=== Material for this exercise ===
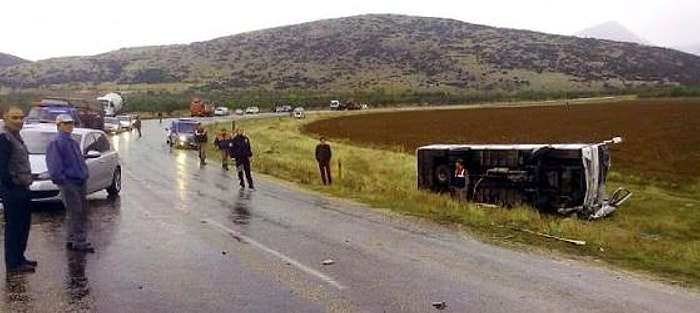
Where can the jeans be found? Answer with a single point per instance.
(241, 168)
(325, 169)
(18, 217)
(74, 199)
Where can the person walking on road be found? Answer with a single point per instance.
(323, 157)
(221, 143)
(459, 181)
(137, 125)
(15, 178)
(69, 172)
(240, 150)
(201, 139)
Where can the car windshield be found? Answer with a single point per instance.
(38, 141)
(186, 128)
(44, 114)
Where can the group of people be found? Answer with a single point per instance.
(68, 170)
(236, 147)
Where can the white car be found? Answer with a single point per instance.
(299, 112)
(102, 160)
(252, 110)
(112, 125)
(221, 111)
(127, 121)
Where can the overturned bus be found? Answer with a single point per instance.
(562, 178)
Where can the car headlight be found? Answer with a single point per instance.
(41, 176)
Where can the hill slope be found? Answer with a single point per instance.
(388, 53)
(9, 60)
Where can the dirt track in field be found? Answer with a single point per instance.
(661, 137)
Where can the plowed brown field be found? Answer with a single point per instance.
(661, 137)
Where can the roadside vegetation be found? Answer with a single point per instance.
(653, 233)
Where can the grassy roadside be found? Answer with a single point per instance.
(655, 232)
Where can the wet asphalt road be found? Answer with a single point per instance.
(183, 238)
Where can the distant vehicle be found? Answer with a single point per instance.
(112, 104)
(126, 121)
(221, 111)
(200, 108)
(252, 110)
(335, 105)
(298, 112)
(86, 114)
(181, 133)
(112, 125)
(562, 178)
(103, 163)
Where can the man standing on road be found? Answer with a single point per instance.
(15, 178)
(201, 139)
(137, 125)
(239, 149)
(221, 143)
(459, 181)
(323, 157)
(69, 172)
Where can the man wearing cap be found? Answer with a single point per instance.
(69, 172)
(15, 178)
(459, 181)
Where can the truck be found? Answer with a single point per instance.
(112, 104)
(86, 114)
(200, 108)
(554, 178)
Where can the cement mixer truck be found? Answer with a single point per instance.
(112, 103)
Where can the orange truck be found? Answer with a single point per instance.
(200, 108)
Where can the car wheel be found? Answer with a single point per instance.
(116, 185)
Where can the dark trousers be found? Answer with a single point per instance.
(74, 199)
(325, 169)
(244, 167)
(18, 217)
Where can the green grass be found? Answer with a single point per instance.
(655, 232)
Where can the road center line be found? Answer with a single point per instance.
(285, 258)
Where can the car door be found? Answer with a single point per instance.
(107, 162)
(88, 143)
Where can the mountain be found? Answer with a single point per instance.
(9, 60)
(694, 49)
(381, 53)
(611, 31)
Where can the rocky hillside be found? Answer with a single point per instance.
(9, 60)
(387, 53)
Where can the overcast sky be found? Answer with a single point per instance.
(40, 29)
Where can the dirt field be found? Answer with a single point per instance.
(661, 137)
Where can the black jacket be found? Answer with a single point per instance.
(239, 148)
(323, 153)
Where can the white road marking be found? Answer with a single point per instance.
(285, 258)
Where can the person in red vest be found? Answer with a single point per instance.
(459, 181)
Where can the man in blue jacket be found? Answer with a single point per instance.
(15, 179)
(69, 172)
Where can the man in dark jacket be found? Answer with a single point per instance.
(221, 143)
(201, 139)
(69, 172)
(15, 178)
(323, 157)
(239, 149)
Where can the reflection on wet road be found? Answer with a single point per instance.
(184, 238)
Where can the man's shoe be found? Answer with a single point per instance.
(87, 248)
(30, 262)
(24, 268)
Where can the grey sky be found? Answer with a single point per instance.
(40, 29)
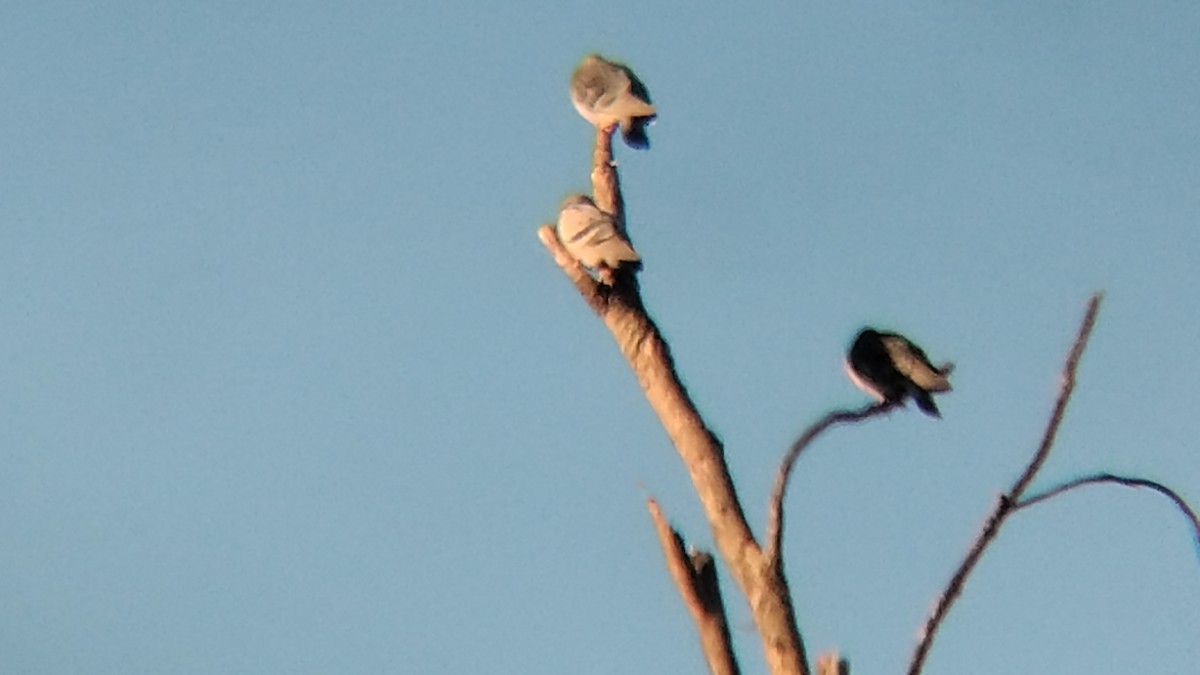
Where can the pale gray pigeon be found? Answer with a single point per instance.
(607, 93)
(889, 368)
(592, 236)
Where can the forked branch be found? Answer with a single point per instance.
(1126, 481)
(1006, 503)
(695, 577)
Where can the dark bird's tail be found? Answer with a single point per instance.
(925, 402)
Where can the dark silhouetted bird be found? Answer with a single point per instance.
(889, 368)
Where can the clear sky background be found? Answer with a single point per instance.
(288, 384)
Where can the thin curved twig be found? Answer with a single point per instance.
(775, 506)
(1128, 482)
(1005, 505)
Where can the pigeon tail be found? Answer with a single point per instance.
(634, 132)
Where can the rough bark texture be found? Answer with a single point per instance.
(695, 577)
(619, 306)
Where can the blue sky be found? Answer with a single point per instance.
(288, 384)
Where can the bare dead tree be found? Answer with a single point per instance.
(757, 569)
(621, 309)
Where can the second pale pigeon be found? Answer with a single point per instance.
(592, 236)
(607, 93)
(889, 368)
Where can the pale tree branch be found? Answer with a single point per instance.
(695, 577)
(775, 506)
(1126, 481)
(1005, 505)
(648, 354)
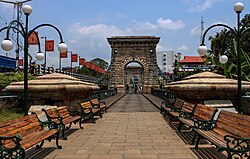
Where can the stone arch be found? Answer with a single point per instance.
(127, 49)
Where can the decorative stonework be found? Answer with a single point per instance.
(127, 49)
(54, 89)
(207, 86)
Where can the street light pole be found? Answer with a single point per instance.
(45, 39)
(238, 31)
(71, 63)
(7, 45)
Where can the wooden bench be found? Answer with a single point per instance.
(201, 113)
(231, 133)
(62, 116)
(19, 134)
(100, 104)
(174, 107)
(187, 108)
(88, 112)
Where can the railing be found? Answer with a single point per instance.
(84, 78)
(102, 94)
(162, 93)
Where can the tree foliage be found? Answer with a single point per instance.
(100, 62)
(224, 43)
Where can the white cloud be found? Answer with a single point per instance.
(170, 24)
(91, 41)
(200, 5)
(196, 30)
(183, 48)
(161, 23)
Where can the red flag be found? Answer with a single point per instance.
(74, 58)
(88, 64)
(82, 61)
(50, 45)
(64, 54)
(32, 40)
(20, 62)
(92, 66)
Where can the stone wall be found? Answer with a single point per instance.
(127, 49)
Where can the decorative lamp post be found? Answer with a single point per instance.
(237, 32)
(7, 45)
(45, 43)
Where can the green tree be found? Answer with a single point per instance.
(223, 43)
(100, 62)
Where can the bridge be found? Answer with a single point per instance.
(133, 128)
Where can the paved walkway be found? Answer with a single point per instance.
(121, 135)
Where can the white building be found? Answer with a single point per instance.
(165, 60)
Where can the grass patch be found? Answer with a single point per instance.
(9, 114)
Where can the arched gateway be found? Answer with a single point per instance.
(139, 49)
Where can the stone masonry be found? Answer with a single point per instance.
(127, 49)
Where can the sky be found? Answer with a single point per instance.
(86, 25)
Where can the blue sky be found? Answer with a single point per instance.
(85, 25)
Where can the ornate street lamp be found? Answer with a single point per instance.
(7, 45)
(237, 32)
(45, 60)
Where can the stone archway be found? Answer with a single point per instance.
(126, 49)
(134, 76)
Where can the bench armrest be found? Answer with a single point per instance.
(185, 115)
(102, 102)
(203, 124)
(16, 139)
(174, 109)
(236, 146)
(95, 105)
(51, 124)
(74, 112)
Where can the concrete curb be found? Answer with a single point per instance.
(152, 101)
(114, 101)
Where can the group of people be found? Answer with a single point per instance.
(133, 89)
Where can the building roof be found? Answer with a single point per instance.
(192, 59)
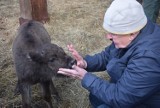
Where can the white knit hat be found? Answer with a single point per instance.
(124, 17)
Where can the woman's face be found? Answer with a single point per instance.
(121, 41)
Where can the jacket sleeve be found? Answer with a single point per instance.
(98, 61)
(140, 80)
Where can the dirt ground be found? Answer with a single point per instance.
(71, 21)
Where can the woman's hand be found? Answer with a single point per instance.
(75, 72)
(80, 61)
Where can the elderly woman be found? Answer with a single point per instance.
(132, 61)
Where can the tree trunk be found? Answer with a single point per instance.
(33, 10)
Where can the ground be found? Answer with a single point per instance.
(71, 21)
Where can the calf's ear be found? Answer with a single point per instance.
(37, 57)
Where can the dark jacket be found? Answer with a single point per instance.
(134, 72)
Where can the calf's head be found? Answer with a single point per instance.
(53, 56)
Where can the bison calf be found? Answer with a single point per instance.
(37, 60)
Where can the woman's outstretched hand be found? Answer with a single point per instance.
(80, 61)
(75, 72)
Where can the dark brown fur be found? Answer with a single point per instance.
(37, 61)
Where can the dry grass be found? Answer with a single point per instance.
(71, 21)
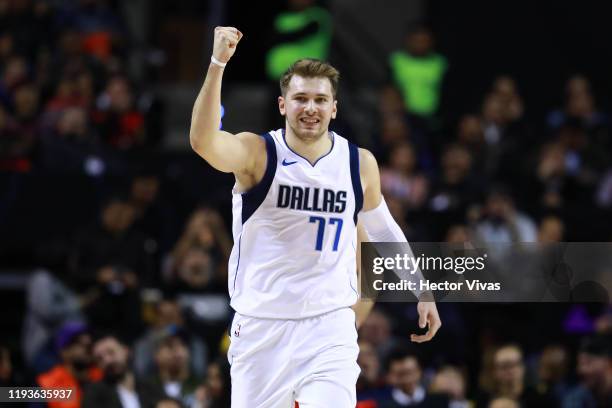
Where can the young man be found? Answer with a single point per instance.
(298, 194)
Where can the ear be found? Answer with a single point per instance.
(281, 105)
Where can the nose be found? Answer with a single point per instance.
(310, 107)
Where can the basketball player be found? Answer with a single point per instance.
(298, 195)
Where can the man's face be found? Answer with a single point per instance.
(508, 366)
(405, 374)
(78, 353)
(592, 369)
(173, 355)
(112, 357)
(308, 106)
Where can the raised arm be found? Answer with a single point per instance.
(380, 226)
(238, 154)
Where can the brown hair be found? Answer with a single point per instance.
(310, 68)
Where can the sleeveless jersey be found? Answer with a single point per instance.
(295, 234)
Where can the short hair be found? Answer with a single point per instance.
(310, 68)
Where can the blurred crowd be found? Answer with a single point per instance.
(128, 302)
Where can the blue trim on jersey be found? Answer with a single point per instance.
(356, 179)
(307, 161)
(252, 199)
(237, 266)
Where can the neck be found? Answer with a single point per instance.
(309, 148)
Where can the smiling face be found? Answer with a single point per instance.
(308, 106)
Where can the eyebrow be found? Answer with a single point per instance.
(305, 93)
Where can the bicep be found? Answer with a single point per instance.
(370, 180)
(231, 153)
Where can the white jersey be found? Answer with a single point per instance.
(295, 234)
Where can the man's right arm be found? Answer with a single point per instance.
(224, 151)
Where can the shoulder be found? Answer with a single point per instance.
(368, 166)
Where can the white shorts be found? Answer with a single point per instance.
(312, 361)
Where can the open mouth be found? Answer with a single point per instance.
(310, 121)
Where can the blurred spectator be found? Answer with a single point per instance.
(118, 388)
(400, 178)
(172, 358)
(579, 104)
(168, 316)
(75, 371)
(50, 305)
(504, 402)
(451, 381)
(404, 375)
(205, 230)
(508, 380)
(553, 368)
(502, 223)
(418, 72)
(454, 190)
(551, 229)
(376, 330)
(119, 123)
(111, 261)
(594, 367)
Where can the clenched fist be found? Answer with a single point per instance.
(226, 40)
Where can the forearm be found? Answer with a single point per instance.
(206, 114)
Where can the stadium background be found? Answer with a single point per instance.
(95, 101)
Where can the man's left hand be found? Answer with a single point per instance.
(428, 317)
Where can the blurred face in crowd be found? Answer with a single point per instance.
(405, 374)
(73, 124)
(78, 353)
(167, 403)
(172, 357)
(551, 230)
(394, 130)
(508, 368)
(145, 189)
(112, 357)
(15, 70)
(492, 110)
(553, 364)
(118, 216)
(449, 381)
(119, 94)
(456, 163)
(196, 269)
(376, 329)
(504, 403)
(403, 159)
(470, 130)
(308, 106)
(169, 312)
(593, 369)
(420, 43)
(26, 101)
(368, 362)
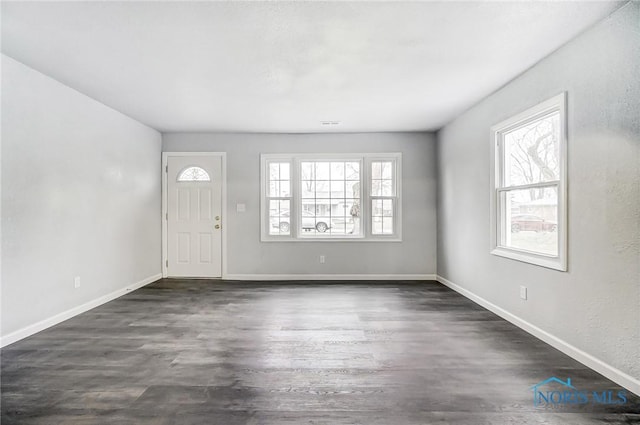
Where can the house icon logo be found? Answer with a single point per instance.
(556, 392)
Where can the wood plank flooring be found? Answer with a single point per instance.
(214, 352)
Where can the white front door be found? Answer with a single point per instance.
(194, 216)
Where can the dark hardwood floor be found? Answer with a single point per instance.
(215, 352)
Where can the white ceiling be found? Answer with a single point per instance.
(287, 66)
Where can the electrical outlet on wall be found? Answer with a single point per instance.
(523, 292)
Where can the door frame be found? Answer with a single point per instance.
(165, 210)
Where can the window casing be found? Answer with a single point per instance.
(528, 195)
(351, 197)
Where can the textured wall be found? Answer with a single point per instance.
(595, 306)
(416, 254)
(80, 197)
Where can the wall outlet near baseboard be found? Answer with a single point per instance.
(523, 292)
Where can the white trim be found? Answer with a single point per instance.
(616, 375)
(365, 160)
(286, 277)
(558, 104)
(66, 315)
(223, 222)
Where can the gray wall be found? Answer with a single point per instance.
(80, 197)
(416, 254)
(595, 306)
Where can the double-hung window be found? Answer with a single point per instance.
(330, 196)
(528, 197)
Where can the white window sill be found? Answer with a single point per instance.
(550, 262)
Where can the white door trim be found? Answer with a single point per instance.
(165, 182)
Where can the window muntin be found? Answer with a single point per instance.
(528, 199)
(329, 191)
(383, 197)
(193, 174)
(331, 197)
(279, 197)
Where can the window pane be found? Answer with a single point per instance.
(322, 171)
(279, 223)
(530, 220)
(285, 188)
(337, 189)
(337, 171)
(353, 189)
(352, 170)
(376, 172)
(382, 178)
(274, 188)
(193, 174)
(284, 171)
(382, 216)
(308, 189)
(274, 171)
(307, 171)
(386, 170)
(327, 201)
(532, 152)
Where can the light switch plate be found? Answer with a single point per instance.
(523, 292)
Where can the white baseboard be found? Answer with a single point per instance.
(616, 375)
(65, 315)
(286, 277)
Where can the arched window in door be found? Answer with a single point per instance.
(193, 174)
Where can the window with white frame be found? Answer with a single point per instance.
(528, 198)
(329, 196)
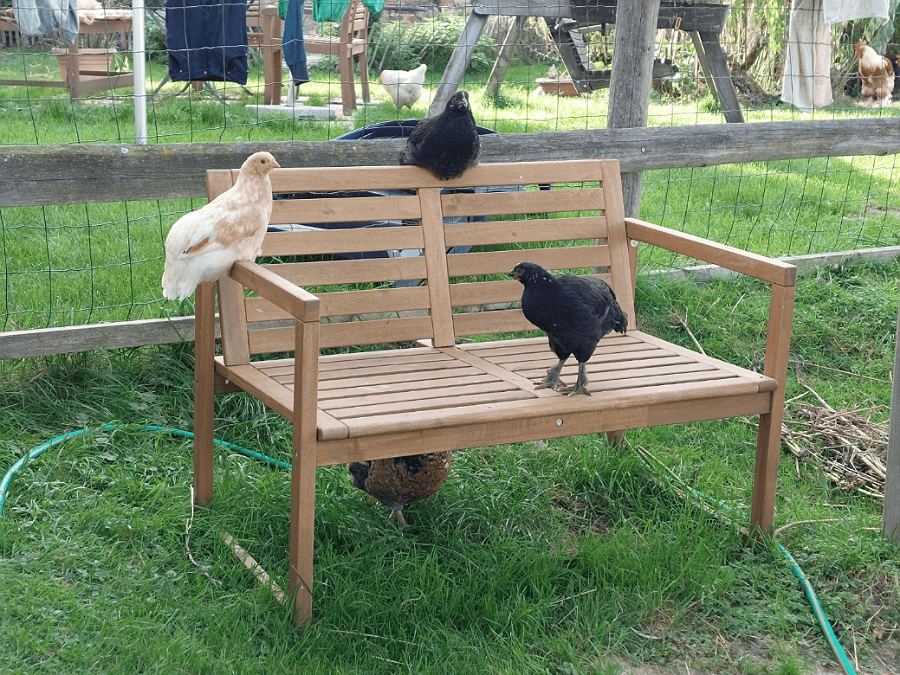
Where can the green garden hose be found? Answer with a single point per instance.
(33, 454)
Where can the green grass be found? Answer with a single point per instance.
(102, 262)
(559, 557)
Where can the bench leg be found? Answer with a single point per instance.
(768, 441)
(303, 469)
(204, 391)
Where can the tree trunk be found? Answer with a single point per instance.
(632, 74)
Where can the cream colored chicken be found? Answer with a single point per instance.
(876, 75)
(203, 244)
(404, 86)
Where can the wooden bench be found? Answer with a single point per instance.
(447, 371)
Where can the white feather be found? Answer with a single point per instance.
(404, 86)
(203, 244)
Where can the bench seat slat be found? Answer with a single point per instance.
(355, 240)
(357, 390)
(473, 433)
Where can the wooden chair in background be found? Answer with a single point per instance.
(264, 34)
(352, 40)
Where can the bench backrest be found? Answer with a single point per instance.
(396, 255)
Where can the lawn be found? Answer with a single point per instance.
(566, 556)
(562, 557)
(70, 265)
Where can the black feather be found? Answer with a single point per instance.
(574, 311)
(446, 144)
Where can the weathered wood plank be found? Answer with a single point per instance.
(47, 341)
(56, 174)
(892, 481)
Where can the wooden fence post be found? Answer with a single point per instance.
(631, 78)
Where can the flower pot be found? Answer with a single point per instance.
(561, 86)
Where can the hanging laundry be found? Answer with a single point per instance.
(207, 40)
(807, 65)
(292, 42)
(39, 17)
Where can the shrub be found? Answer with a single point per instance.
(396, 47)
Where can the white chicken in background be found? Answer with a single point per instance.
(876, 75)
(203, 244)
(404, 86)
===
» **The problem**: All lines from the one with "Where can the weathered" through the final line above are to be quoted exactly; quote no other line.

» **Task result**:
Where can the weathered wood plank be found? Answer with a single point per instance.
(47, 341)
(56, 174)
(892, 481)
Where can the wooden fence post be found? Answer with a single point per instance.
(631, 78)
Where can the flower pot be found? Answer with a single point per instance.
(561, 86)
Where can the hanging laundry be found? Answer with a single point per instance.
(207, 40)
(807, 65)
(292, 42)
(39, 17)
Where can the shrub be found? Answer with a single point per instance.
(396, 47)
Where can the white chicken in background be found? Answer with a single point per instance.
(876, 75)
(203, 244)
(404, 86)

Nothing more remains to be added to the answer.